==== Texto de estudio ====

Lo que pasó es, depende a quien se le pregunte, horroroso o nada en realidad. Por eso, me gustaría saber exactamente de qué debería estar agradecido. Las evidencias están allí, están los miles de muertos, están los testimonios, están los documentos.
Me gustaría que alguno de ellos me explicara qué exactamente fue lo que hicieron sin eufemismos. Sin recurrir a las frases como “defensa de los más caros intereses de la nación” o “proteger a la tierra amada de las garras del comunismo internacional”.
Si hay que agradecer, habrá que saber exactamente a quién le damos las gracias, con nombres y apellidos y por qué. Algo así como “se agradece al capitán fulano de tal, por masacrar a X cantidad de personas con X justificación”. O “se agradece al oficial de policía fulano de tal por torturar a zutano, mengano y perencejo porque gracias a que les arrancó las uñas se pudo impedir que hicieran X”.

==== Registros extraídos ====

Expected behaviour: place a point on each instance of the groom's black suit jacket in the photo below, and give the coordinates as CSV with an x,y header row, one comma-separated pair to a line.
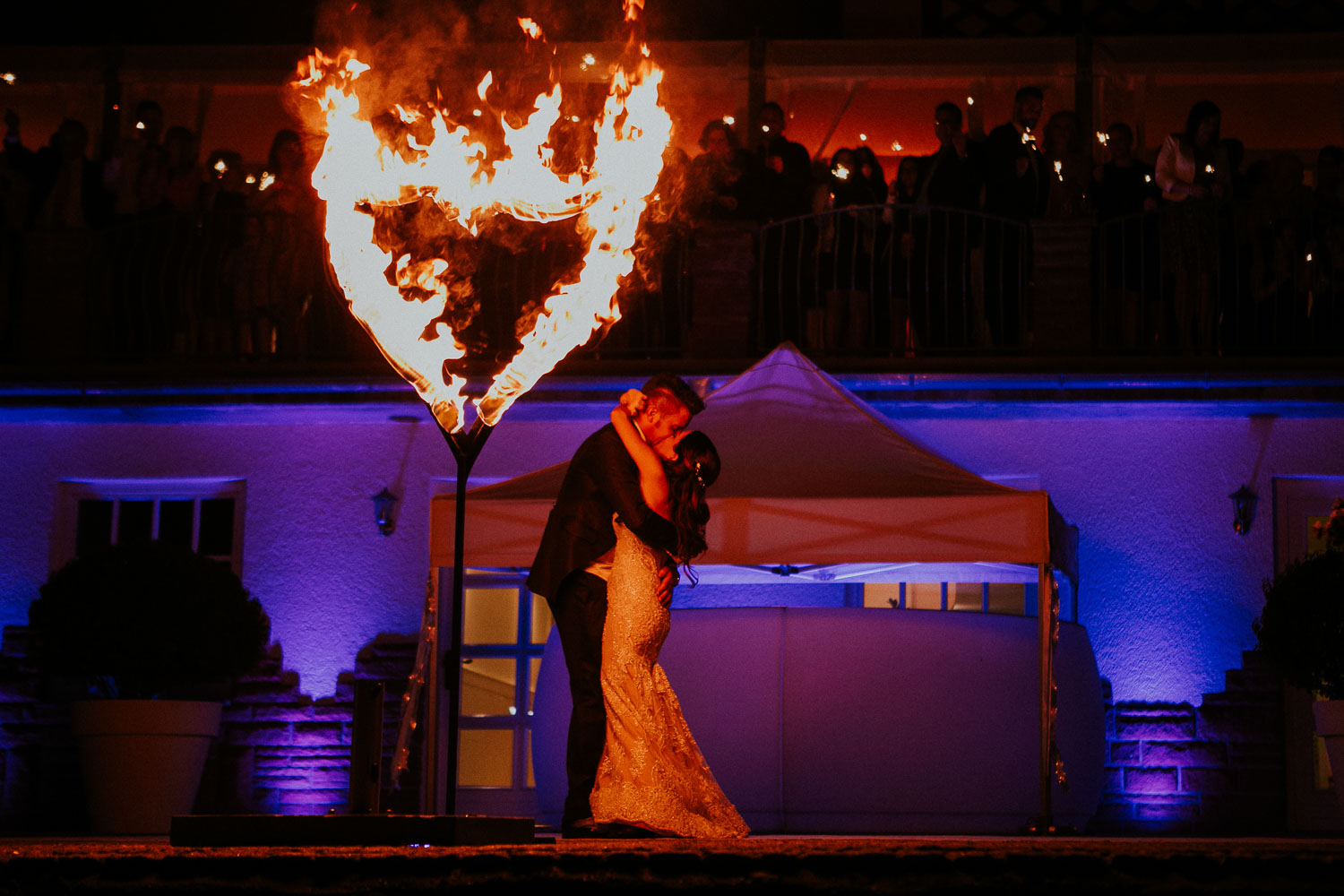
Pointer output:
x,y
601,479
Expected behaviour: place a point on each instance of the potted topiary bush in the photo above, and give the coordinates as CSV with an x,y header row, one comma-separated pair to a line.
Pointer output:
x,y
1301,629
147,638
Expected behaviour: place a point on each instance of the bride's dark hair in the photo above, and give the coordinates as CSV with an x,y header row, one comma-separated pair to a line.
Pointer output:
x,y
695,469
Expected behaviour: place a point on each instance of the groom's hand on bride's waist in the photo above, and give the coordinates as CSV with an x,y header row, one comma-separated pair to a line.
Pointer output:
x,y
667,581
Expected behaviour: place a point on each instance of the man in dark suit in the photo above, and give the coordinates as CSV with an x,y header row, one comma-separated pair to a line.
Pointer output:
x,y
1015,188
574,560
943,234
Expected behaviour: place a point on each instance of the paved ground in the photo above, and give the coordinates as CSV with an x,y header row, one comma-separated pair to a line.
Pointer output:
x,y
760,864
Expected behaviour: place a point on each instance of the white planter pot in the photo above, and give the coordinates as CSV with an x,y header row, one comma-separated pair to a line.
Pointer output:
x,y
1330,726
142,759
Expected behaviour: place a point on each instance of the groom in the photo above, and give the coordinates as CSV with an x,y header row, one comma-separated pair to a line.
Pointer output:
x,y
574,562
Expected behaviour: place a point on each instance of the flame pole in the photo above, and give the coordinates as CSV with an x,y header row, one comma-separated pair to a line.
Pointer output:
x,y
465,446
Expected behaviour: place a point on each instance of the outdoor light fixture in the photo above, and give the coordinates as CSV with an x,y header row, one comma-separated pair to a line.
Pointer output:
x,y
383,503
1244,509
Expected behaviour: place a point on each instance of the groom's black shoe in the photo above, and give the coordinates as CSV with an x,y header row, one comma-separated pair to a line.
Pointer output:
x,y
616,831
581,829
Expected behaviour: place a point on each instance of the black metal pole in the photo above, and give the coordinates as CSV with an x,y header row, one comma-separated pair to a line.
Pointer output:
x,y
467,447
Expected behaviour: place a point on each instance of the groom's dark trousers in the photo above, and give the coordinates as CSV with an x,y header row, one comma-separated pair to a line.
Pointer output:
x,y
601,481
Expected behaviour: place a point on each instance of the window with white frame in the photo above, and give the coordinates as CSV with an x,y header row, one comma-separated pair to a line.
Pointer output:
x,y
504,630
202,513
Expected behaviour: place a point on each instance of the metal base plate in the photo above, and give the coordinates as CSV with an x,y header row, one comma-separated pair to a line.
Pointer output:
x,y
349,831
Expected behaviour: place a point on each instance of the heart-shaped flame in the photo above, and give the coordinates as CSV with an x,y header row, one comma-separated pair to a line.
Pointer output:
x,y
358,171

====

▸ **Ejercicios**
• a. Transcribe sin cambios el fragmento del texto sobre el agradecimiento que comienza en "Lo que pasó" y termina en "están los documentos.".
• b. Traduce al inglés esta oración del texto sobre el agradecimiento: "Las evidencias están allí, están los miles de muertos, están los testimonios, están los documentos."
• c. Escribe la continuación del texto sobre el agradecimiento a partir de su última oración.

▸ **Respuestas**
• a.
Lo que pasó es, depende a quien se le pregunte, horroroso o nada en realidad. Por eso, me gustaría saber exactamente de qué debería estar agradecido. Las evidencias están allí, están los miles de muertos, están los testimonios, están los documentos.

• b. The evidence is there: there are the thousands of dead, there are the testimonies, there are the documents.

• c.
A ver si hay alguien que encuentre un argumento lo suficientemente válido para justificar la tortura, la desaparición forzada o la masacre.
Ponerse en el lugar de las víctimas es un ejercicio que puede resultar inútil. Una de las más grandes victorias que tiene el sufrimiento sobre los seres humanos es que es único y personal. No hay palabras, forma de explicar cómo se sobrevive a una vejación tan grande.
La empatía da para mucho pero imaginarse uno ser una mujer de 12 años a quien le mataron su hijo de 30 días de nacido o tratar de ponerse en los zapatos de un niño que tuvo que salir a vivir de la montaña después de que le mataran a sus papas, es pedir demasiado a la capacidad de ponernos en los zapatos de otro.
A mí me basta con saber que estas personas fueron víctimas de injusticias que van más allá de la comprensión humana y que merecen justicia. Los detalles se tienen que saber y quedar registrados para la memoria histórica, no hay duda. Sin embargo, me queda ese sinsabor de pensar que muchos se regodean el sufrimiento ajeno como quien se deleita en contar que las chilenas de CR9 son infinitamente más poderosas que las de Messi.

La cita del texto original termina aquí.